Segment Open

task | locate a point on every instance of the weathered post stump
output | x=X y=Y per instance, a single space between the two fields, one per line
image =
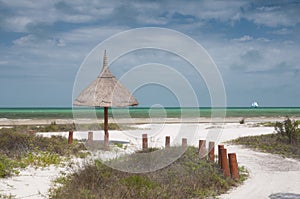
x=145 y=141
x=184 y=143
x=202 y=149
x=167 y=144
x=234 y=170
x=211 y=154
x=225 y=166
x=219 y=154
x=70 y=138
x=90 y=137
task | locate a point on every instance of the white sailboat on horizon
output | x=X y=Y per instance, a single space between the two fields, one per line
x=254 y=104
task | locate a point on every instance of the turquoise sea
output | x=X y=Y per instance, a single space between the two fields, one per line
x=138 y=112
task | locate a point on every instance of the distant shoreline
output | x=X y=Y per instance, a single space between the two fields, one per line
x=146 y=112
x=133 y=121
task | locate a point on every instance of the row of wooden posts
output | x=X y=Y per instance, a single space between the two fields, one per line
x=228 y=165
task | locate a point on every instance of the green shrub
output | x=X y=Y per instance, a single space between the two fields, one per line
x=289 y=130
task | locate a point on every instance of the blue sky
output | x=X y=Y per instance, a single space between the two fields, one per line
x=255 y=44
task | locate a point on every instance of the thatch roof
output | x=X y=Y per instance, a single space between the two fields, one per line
x=105 y=91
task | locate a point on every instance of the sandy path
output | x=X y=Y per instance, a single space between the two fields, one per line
x=271 y=176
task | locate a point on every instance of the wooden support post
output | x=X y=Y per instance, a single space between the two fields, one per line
x=234 y=170
x=221 y=146
x=145 y=141
x=106 y=136
x=167 y=145
x=202 y=149
x=211 y=154
x=225 y=166
x=90 y=137
x=70 y=138
x=184 y=143
x=31 y=132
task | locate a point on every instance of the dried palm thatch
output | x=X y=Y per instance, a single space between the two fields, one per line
x=105 y=91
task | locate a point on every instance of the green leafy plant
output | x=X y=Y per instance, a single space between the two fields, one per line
x=288 y=129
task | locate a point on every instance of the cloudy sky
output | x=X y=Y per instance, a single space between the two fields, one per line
x=255 y=45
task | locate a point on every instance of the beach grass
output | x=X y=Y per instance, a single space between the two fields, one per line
x=285 y=142
x=187 y=177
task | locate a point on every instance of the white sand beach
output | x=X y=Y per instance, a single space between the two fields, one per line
x=269 y=174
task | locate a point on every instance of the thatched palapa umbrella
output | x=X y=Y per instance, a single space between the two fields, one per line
x=105 y=91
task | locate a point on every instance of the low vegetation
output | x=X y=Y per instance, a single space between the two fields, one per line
x=18 y=150
x=54 y=127
x=187 y=177
x=285 y=142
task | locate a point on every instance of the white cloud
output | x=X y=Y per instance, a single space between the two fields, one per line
x=244 y=38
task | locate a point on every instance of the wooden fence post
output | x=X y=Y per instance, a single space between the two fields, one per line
x=225 y=166
x=211 y=153
x=167 y=144
x=219 y=154
x=90 y=137
x=70 y=138
x=234 y=170
x=202 y=149
x=145 y=141
x=184 y=143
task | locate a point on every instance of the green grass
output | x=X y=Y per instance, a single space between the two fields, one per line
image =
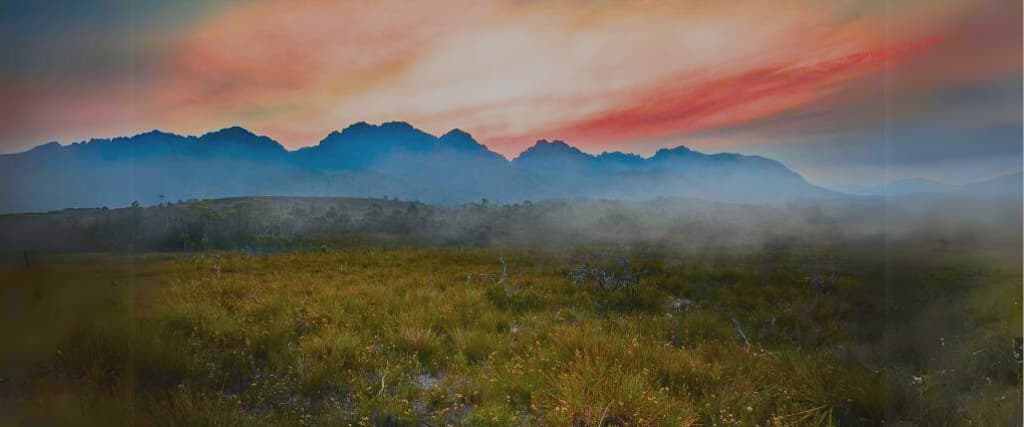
x=433 y=336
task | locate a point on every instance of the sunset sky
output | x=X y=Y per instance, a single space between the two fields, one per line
x=842 y=91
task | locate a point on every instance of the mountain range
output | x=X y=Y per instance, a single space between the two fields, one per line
x=364 y=160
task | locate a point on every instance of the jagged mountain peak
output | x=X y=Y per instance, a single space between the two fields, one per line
x=544 y=148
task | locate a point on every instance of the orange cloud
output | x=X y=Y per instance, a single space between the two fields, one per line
x=601 y=74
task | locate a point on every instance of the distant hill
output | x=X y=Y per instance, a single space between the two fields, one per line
x=1008 y=185
x=365 y=160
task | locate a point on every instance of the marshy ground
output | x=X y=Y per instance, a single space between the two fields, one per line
x=808 y=335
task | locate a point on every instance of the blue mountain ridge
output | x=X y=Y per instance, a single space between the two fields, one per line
x=392 y=159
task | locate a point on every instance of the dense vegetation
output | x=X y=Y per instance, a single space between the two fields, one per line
x=404 y=328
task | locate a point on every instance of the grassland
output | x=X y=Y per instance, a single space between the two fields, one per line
x=434 y=336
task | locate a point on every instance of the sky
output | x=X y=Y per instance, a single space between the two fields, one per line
x=845 y=91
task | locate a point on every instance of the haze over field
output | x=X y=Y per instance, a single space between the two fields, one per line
x=844 y=92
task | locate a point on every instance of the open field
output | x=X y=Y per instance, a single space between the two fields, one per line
x=909 y=331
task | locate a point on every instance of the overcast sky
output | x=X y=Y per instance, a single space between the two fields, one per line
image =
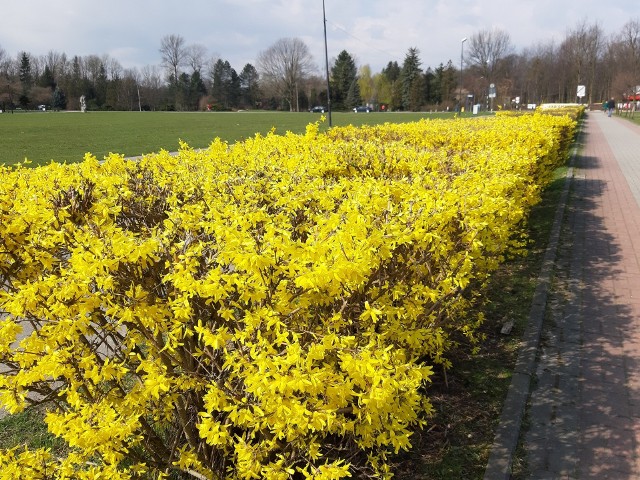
x=372 y=31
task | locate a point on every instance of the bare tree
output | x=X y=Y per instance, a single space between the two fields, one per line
x=56 y=62
x=487 y=49
x=583 y=49
x=283 y=68
x=173 y=53
x=195 y=57
x=624 y=58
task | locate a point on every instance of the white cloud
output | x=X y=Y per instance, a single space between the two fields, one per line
x=373 y=31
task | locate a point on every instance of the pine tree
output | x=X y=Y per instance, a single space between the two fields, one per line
x=343 y=74
x=411 y=73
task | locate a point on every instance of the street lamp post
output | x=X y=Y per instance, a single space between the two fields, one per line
x=326 y=59
x=461 y=57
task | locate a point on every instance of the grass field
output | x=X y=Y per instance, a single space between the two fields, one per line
x=66 y=136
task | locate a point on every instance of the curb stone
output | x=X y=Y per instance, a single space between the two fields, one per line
x=507 y=433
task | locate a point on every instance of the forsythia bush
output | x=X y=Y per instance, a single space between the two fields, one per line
x=269 y=309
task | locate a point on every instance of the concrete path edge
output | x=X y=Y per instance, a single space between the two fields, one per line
x=499 y=465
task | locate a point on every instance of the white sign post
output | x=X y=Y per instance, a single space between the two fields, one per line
x=581 y=91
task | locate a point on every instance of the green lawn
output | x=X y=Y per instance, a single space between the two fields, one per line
x=67 y=136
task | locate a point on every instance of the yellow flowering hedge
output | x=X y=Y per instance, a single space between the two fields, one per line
x=268 y=309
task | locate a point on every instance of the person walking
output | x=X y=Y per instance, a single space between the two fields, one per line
x=611 y=105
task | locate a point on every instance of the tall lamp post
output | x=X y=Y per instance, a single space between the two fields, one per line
x=461 y=57
x=326 y=59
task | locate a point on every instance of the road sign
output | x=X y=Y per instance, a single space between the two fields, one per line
x=581 y=91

Segment Closed

#### TASK DETAILS:
Return each line of the material above that holds the string "path".

#### TASK RESPONSE:
task | locate a point on every instance of the sandy path
task | locate a point on every instance of the concrete path edge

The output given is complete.